■ Dataset:
***
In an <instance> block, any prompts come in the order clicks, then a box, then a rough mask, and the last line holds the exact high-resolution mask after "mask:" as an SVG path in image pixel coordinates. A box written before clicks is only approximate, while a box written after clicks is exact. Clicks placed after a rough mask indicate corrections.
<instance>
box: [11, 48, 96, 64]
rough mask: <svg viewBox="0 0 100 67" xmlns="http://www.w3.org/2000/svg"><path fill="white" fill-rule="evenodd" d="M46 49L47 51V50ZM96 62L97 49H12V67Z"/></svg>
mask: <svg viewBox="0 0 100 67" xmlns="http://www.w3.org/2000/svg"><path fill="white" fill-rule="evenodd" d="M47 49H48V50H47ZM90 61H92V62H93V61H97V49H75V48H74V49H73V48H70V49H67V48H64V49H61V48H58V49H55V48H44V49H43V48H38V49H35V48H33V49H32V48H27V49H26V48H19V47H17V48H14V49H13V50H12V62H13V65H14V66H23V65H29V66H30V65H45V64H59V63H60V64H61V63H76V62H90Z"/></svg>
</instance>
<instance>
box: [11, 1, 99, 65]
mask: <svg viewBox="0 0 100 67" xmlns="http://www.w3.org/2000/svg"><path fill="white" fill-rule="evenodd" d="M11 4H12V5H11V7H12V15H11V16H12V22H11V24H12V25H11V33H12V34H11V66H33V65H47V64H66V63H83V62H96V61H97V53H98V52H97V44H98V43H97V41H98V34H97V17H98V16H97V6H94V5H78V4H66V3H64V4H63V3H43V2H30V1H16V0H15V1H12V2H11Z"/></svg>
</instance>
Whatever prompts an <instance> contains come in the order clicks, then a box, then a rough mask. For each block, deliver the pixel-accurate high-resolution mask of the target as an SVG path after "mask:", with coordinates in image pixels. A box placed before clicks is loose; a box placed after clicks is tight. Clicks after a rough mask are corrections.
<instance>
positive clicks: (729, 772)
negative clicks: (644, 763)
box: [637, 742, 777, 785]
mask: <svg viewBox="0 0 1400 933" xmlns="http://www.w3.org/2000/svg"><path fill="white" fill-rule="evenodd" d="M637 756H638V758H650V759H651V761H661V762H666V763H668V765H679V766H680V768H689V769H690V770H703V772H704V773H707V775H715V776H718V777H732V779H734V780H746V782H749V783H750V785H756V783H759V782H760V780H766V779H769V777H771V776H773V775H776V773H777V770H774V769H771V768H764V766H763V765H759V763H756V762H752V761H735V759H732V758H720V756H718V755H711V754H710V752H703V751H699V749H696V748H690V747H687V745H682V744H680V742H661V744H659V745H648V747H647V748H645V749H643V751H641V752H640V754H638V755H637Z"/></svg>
***
■ Task instructions:
Nothing may be left out. Retype all the entries exactly.

■ Written reply:
In an <instance> block, any prompts come in the order clicks, then a box, then a rough mask, and the last line holds the exact high-resolution mask after "mask:" as an SVG path in image pixel coordinates. A box written before clicks is only approximate, while a box written after clicks is exact. Clicks placed after a rough mask indicate corrections.
<instance>
box: [11, 48, 96, 64]
rough mask: <svg viewBox="0 0 100 67" xmlns="http://www.w3.org/2000/svg"><path fill="white" fill-rule="evenodd" d="M46 49L47 51V50ZM96 62L97 49H12V67Z"/></svg>
mask: <svg viewBox="0 0 100 67" xmlns="http://www.w3.org/2000/svg"><path fill="white" fill-rule="evenodd" d="M47 49H48V50H47ZM90 61H92V62H93V61H97V49H75V48H74V49H73V48H70V49H67V48H64V49H61V48H58V49H55V48H44V49H43V48H38V49H35V48H33V49H32V48H27V49H26V48H19V47H17V48H14V49H13V50H12V62H13V65H14V66H23V65H29V66H30V65H45V64H59V63H60V64H61V63H76V62H90Z"/></svg>
</instance>
<instance>
box: [11, 1, 99, 65]
mask: <svg viewBox="0 0 100 67" xmlns="http://www.w3.org/2000/svg"><path fill="white" fill-rule="evenodd" d="M11 4H12V5H11V7H12V15H11V16H12V22H11V24H12V25H11V33H12V34H11V66H33V65H47V64H66V63H83V62H96V61H97V53H98V52H97V44H98V43H97V41H98V34H97V17H98V16H97V6H94V5H78V4H66V3H64V4H63V3H43V2H30V1H16V0H15V1H12V2H11Z"/></svg>
</instance>
Whatever prompts an <instance> contains come in the order clicks, then a box, then a rough mask. For each block, deliver the pixel-accurate high-resolution mask of the target as an SVG path after "mask:", with coordinates in image pixels. A box placed before clicks is loose; a box placed after clicks is tight. Clicks after a rough mask are corrections.
<instance>
positive clicks: (729, 772)
negative clicks: (644, 763)
box: [637, 742, 777, 785]
mask: <svg viewBox="0 0 1400 933" xmlns="http://www.w3.org/2000/svg"><path fill="white" fill-rule="evenodd" d="M637 756H638V758H650V759H651V761H661V762H666V763H668V765H679V766H680V768H689V769H690V770H703V772H704V773H707V775H715V776H718V777H732V779H734V780H746V782H749V783H750V785H756V783H759V782H760V780H766V779H769V777H771V776H773V775H776V773H777V770H774V769H771V768H764V766H763V765H759V763H756V762H752V761H735V759H732V758H720V756H718V755H711V754H710V752H703V751H699V749H696V748H690V747H687V745H682V744H680V742H661V744H659V745H648V747H647V748H645V749H643V751H641V752H640V754H638V755H637Z"/></svg>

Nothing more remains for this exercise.